> [TASK DETAILS] Once the line containing "Provide the mask of the <item>decorative" is found, set down that line and each one after it exactly, through the end of the entries.

> [THE RECORDS]

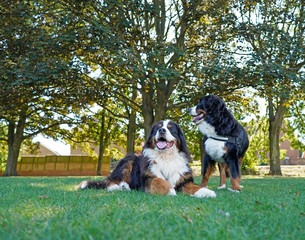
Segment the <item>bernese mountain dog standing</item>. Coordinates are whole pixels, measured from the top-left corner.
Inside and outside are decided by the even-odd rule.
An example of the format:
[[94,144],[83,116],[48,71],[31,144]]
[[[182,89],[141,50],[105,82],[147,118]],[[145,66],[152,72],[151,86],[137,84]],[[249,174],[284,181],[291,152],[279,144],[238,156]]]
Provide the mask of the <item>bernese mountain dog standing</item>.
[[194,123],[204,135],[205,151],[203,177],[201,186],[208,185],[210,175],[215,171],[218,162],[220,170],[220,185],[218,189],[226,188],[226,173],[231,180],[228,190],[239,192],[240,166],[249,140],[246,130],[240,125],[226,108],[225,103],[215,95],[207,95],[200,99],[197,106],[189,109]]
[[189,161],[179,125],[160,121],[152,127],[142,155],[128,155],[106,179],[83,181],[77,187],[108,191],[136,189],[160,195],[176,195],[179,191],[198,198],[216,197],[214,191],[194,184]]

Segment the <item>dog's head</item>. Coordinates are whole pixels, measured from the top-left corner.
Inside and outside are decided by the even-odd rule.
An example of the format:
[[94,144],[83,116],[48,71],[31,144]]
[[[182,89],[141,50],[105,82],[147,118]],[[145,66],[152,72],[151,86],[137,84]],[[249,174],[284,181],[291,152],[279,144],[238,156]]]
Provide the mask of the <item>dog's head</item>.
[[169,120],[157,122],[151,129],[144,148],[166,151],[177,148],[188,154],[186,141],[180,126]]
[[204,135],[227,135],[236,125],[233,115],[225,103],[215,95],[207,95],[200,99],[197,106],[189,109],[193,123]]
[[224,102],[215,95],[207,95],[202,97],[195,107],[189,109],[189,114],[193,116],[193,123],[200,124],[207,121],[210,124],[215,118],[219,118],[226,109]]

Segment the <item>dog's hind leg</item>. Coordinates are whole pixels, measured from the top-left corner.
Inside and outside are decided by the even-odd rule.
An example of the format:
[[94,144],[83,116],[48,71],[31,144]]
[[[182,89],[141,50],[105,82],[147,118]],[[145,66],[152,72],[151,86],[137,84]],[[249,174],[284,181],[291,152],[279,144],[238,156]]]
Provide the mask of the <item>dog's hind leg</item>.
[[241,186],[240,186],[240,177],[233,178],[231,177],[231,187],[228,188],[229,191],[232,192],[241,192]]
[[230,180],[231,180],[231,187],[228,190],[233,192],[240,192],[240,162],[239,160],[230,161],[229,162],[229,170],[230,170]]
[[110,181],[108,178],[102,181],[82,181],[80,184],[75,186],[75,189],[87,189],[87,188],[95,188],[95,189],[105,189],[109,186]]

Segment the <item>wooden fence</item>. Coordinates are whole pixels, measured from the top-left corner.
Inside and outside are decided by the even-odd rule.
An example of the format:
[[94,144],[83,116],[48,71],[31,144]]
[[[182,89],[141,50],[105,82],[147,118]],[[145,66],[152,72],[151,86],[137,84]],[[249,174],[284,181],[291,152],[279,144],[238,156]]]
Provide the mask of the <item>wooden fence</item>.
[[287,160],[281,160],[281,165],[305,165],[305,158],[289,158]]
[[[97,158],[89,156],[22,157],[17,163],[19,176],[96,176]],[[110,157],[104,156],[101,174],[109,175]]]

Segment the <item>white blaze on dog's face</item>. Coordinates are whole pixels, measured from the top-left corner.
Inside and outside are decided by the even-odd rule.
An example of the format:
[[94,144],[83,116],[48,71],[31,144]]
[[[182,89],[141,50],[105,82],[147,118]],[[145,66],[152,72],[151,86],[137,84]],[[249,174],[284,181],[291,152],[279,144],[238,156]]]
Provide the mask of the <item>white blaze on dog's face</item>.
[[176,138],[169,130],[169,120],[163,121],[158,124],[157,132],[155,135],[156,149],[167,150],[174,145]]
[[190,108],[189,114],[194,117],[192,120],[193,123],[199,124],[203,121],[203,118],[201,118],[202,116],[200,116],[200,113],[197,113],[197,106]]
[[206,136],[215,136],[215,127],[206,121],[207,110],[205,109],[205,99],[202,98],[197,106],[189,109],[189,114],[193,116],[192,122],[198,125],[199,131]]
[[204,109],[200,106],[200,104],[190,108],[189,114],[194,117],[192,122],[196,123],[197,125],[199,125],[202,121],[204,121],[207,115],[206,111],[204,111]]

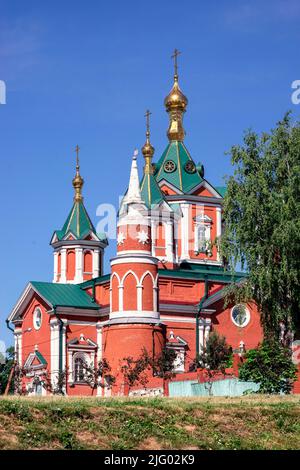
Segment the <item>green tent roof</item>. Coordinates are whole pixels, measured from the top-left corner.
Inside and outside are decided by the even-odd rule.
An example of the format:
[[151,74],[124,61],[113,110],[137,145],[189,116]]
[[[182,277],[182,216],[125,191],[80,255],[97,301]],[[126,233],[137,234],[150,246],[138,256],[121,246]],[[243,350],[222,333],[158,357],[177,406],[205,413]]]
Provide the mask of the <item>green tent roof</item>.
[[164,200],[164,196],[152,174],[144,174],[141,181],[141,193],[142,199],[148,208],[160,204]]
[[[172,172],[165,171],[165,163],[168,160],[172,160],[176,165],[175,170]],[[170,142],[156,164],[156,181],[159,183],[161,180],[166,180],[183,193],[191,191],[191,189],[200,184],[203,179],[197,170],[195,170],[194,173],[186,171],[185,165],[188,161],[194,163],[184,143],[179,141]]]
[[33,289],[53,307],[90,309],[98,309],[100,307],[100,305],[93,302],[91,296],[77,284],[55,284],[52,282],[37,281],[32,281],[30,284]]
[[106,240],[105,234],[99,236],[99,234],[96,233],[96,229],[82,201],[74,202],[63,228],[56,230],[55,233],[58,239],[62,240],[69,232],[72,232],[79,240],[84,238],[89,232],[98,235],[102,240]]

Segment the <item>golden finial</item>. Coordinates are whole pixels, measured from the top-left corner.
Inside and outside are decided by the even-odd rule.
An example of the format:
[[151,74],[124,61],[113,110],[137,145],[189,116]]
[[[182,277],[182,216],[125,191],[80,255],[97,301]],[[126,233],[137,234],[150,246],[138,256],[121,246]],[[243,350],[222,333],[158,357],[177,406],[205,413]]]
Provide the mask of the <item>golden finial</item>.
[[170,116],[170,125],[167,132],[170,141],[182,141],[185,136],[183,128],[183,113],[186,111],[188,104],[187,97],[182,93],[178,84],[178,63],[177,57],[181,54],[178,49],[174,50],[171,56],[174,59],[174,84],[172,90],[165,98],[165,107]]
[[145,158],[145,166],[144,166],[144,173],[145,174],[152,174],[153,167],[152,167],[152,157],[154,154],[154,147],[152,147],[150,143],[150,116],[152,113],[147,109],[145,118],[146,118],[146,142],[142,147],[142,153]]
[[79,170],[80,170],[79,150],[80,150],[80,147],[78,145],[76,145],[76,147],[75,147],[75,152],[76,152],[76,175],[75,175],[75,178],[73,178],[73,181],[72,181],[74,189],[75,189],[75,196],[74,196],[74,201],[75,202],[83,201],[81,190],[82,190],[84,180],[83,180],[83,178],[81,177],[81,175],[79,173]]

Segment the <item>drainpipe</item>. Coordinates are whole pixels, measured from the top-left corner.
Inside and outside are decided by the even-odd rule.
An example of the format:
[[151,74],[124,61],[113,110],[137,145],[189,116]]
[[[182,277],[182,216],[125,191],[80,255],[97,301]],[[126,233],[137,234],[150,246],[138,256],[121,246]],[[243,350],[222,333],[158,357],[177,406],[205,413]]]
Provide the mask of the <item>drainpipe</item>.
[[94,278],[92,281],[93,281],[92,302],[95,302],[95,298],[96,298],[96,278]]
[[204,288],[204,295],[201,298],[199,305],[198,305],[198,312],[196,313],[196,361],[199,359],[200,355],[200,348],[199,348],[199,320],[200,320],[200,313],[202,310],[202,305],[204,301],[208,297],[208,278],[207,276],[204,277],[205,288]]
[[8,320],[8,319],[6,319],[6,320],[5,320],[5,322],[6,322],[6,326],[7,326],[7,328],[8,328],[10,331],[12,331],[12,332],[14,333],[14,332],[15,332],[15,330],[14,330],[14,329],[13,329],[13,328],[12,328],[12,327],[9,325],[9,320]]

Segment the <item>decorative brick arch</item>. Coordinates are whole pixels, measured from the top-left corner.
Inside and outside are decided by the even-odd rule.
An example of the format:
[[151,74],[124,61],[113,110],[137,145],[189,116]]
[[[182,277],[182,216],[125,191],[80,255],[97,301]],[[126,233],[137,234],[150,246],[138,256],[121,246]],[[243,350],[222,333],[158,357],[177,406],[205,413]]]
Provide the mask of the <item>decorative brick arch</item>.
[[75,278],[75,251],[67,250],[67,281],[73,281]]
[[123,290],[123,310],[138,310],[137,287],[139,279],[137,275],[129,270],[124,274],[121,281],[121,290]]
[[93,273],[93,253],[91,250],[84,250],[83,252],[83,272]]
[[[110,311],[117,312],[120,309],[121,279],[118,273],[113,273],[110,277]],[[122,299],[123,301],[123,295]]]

> [WRITTEN SOLUTION]
Provide the mask of the <item>decorative brick arch</item>.
[[75,278],[75,251],[67,250],[67,281],[73,281]]
[[123,290],[123,310],[138,310],[137,287],[139,279],[137,275],[129,270],[124,274],[121,281],[121,290]]
[[93,273],[93,253],[91,250],[84,250],[83,252],[83,272]]
[[[110,311],[117,312],[120,309],[121,279],[118,273],[113,273],[110,277]],[[122,299],[123,301],[123,295]]]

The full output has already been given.